(Entries from a pointing dataset)
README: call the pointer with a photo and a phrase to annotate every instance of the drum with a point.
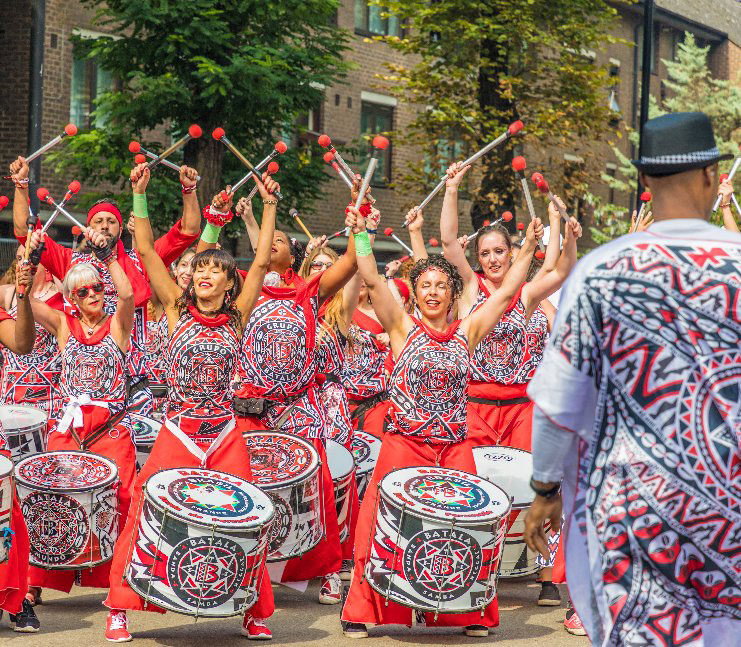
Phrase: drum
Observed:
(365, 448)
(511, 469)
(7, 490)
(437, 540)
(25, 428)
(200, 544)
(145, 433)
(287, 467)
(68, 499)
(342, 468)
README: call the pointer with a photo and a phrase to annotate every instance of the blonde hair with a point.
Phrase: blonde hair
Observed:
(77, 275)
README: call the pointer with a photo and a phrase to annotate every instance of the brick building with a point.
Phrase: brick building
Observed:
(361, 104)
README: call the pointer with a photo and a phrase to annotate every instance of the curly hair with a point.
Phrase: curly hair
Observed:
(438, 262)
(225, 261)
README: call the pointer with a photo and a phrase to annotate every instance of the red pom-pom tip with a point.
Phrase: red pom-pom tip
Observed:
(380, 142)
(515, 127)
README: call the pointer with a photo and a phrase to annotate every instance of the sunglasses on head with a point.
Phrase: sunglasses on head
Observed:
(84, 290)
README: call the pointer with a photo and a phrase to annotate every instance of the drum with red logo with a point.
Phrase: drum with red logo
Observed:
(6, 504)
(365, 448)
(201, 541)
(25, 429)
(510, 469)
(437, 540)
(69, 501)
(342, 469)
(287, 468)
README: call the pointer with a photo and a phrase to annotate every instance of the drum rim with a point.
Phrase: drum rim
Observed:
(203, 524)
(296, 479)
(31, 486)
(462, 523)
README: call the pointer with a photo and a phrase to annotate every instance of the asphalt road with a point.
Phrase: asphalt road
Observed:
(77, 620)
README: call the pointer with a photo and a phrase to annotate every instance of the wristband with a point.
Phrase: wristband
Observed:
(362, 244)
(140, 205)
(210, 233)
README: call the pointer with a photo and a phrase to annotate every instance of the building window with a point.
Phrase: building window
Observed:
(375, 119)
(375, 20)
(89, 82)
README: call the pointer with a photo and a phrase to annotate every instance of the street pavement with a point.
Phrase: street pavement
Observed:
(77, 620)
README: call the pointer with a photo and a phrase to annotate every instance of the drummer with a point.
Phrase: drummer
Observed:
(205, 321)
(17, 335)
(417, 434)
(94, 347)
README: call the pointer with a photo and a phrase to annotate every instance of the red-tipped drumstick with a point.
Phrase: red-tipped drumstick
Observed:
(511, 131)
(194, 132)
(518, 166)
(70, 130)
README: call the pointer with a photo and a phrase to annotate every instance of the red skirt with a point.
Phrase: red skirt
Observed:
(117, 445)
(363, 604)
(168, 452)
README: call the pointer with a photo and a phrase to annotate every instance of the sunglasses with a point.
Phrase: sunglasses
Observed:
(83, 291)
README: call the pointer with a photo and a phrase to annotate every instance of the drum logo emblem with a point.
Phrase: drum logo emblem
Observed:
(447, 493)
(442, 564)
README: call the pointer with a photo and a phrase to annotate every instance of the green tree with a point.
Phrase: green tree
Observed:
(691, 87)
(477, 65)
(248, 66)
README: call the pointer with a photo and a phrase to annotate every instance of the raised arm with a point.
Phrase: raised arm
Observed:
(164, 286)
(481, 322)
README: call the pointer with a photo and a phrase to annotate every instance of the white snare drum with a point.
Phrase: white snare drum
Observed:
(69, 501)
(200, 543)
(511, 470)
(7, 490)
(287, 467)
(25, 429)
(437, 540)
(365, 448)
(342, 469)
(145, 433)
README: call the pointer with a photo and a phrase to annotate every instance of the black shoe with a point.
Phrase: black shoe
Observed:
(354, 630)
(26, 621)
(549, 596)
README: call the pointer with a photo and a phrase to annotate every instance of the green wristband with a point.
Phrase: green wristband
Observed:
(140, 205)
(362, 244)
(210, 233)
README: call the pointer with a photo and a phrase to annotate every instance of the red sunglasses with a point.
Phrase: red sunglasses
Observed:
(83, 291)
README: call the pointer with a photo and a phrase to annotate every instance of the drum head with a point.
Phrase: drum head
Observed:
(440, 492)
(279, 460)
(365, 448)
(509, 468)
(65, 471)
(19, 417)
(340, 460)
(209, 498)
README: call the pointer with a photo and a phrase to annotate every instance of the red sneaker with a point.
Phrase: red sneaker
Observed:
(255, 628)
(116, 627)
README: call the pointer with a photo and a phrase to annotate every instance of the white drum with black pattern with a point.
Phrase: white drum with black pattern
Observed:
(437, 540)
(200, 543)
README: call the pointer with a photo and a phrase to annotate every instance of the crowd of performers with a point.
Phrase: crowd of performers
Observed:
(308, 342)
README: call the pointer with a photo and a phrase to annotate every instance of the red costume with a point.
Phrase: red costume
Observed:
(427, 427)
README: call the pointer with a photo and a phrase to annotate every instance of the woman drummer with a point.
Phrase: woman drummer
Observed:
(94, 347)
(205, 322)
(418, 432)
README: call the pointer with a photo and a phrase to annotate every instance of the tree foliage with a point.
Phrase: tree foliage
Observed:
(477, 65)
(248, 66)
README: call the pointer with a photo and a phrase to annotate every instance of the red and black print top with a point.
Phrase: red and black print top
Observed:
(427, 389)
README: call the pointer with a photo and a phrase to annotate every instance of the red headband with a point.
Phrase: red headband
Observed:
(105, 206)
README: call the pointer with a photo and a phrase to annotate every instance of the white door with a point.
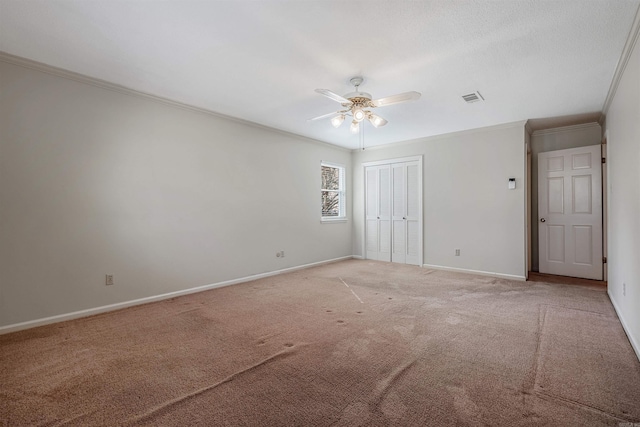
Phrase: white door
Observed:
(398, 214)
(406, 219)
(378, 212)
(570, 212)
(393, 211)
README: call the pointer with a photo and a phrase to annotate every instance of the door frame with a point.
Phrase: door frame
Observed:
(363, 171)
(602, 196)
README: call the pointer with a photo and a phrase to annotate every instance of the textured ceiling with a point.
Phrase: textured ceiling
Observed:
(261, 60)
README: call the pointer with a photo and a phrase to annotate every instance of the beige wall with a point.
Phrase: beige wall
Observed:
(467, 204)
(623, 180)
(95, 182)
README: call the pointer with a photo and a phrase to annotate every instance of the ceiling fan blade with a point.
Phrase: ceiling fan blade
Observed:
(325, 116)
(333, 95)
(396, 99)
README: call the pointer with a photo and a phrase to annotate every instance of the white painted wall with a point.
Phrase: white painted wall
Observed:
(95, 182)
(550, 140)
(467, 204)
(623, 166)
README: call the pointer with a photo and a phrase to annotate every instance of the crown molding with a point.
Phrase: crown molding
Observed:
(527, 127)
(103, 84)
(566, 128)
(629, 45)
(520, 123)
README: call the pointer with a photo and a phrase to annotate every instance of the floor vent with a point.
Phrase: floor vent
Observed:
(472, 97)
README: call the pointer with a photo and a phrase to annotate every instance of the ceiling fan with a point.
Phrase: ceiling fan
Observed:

--

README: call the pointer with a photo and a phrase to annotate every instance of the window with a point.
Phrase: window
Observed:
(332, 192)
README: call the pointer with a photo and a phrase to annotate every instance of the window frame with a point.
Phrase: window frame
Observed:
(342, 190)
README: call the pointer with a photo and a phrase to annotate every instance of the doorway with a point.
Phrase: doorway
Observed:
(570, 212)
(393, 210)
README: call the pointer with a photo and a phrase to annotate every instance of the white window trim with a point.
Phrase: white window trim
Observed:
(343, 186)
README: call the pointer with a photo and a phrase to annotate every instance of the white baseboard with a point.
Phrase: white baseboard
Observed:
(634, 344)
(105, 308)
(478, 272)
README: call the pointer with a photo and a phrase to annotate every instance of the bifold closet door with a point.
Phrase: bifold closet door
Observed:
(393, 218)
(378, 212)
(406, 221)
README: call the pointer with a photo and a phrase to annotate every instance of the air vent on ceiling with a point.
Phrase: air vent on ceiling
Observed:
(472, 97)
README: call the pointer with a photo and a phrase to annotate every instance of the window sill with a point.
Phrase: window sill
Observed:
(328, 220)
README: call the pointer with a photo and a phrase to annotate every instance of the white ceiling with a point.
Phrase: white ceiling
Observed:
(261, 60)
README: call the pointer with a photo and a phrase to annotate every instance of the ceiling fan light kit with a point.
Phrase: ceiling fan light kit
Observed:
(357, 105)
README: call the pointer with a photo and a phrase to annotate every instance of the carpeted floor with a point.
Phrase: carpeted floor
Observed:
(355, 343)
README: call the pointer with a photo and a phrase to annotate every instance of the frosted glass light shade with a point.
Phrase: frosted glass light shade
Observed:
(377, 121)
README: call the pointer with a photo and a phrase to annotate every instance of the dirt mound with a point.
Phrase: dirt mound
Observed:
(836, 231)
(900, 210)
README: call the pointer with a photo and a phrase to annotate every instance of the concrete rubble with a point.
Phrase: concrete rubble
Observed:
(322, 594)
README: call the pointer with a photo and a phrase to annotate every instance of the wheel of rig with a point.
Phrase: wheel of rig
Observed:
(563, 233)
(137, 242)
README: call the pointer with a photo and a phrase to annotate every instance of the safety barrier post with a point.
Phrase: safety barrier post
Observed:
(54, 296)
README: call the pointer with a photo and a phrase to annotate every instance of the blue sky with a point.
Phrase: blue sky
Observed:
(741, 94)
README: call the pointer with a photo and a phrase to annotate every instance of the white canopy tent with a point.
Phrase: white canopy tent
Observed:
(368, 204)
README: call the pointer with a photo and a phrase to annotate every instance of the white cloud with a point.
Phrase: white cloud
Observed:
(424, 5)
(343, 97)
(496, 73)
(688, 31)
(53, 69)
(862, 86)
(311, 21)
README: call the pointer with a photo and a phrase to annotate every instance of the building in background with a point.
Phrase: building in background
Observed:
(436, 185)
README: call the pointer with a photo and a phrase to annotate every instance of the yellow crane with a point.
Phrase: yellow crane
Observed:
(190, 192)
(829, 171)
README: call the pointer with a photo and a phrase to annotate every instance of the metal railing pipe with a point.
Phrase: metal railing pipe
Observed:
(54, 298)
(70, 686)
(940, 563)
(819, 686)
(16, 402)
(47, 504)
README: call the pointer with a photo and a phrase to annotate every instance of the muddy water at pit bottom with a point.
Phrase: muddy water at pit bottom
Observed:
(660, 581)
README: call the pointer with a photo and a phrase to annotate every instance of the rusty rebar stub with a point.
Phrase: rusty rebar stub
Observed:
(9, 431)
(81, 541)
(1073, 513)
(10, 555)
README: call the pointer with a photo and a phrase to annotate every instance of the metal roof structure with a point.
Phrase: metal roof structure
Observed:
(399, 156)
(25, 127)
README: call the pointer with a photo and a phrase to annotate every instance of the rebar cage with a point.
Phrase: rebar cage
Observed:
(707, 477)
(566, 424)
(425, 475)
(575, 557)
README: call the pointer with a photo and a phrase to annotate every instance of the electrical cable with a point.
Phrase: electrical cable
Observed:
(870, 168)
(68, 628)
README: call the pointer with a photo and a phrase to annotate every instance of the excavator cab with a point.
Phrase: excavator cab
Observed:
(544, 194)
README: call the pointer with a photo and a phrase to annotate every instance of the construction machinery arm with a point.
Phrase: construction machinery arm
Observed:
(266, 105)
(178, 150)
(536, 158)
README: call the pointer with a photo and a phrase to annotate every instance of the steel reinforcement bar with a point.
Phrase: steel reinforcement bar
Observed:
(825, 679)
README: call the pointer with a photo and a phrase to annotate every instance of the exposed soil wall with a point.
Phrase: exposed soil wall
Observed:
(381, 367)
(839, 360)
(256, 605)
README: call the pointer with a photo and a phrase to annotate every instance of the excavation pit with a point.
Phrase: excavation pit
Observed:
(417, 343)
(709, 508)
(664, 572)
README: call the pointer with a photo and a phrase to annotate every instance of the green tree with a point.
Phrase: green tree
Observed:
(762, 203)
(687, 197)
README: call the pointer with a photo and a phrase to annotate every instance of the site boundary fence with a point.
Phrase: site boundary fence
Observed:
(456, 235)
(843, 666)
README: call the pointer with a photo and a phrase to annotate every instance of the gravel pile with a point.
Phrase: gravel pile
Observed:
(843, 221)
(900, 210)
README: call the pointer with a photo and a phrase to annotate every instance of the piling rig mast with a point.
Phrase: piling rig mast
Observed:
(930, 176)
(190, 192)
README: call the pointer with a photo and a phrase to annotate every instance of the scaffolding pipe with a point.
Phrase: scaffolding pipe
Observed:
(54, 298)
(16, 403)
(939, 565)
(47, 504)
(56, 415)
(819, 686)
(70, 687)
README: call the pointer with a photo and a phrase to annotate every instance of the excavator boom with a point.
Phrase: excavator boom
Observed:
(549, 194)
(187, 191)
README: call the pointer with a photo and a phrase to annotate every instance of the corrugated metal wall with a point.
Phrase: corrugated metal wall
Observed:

==

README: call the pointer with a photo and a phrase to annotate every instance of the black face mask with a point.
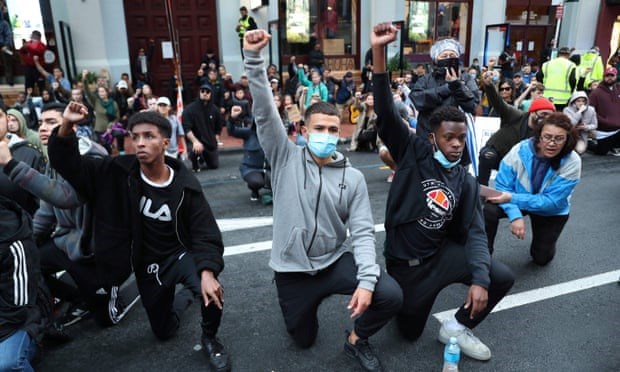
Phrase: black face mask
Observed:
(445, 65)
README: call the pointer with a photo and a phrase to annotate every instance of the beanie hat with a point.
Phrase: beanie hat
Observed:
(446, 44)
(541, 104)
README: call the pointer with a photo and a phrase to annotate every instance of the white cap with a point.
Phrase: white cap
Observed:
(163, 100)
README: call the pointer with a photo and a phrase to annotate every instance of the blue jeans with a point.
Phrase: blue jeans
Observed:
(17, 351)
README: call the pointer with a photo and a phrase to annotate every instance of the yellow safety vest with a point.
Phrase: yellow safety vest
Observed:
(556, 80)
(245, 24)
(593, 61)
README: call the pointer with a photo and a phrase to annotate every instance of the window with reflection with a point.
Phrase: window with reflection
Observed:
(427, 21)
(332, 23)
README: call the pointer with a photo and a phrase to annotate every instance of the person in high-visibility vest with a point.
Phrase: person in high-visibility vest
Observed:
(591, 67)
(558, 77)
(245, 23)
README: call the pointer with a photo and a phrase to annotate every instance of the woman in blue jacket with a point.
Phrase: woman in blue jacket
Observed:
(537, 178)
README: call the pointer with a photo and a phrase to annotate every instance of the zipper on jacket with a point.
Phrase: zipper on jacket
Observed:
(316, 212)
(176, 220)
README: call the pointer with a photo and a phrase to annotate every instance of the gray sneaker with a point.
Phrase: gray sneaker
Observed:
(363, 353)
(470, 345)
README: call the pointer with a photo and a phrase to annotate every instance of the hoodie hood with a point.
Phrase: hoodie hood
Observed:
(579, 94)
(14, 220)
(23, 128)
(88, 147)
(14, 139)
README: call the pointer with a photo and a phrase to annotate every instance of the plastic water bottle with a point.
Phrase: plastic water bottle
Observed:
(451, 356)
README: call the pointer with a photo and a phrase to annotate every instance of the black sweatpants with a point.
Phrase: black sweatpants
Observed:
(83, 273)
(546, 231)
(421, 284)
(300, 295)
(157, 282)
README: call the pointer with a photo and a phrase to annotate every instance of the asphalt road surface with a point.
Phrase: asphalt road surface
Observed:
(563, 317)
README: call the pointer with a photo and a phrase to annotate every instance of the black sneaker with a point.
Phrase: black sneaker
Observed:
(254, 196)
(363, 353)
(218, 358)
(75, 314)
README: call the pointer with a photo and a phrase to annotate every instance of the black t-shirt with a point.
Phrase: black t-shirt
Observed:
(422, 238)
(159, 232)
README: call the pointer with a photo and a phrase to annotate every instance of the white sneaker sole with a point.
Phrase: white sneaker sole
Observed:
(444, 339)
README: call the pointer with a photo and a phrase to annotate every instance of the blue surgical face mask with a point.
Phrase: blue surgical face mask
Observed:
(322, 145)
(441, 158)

Stated task: Please locate each line in the listing above that contains the word "frame" and copy those lines out in full. Count only matches with the same capitalization.

Task answer:
README: call the pointer with a photo and a phrase to annotate every instance of the door frame with a point.
Phrase: door frame
README: call the pointer with a photo and a phrase to annotate every instance of the window frame with a point.
Phrase: window frame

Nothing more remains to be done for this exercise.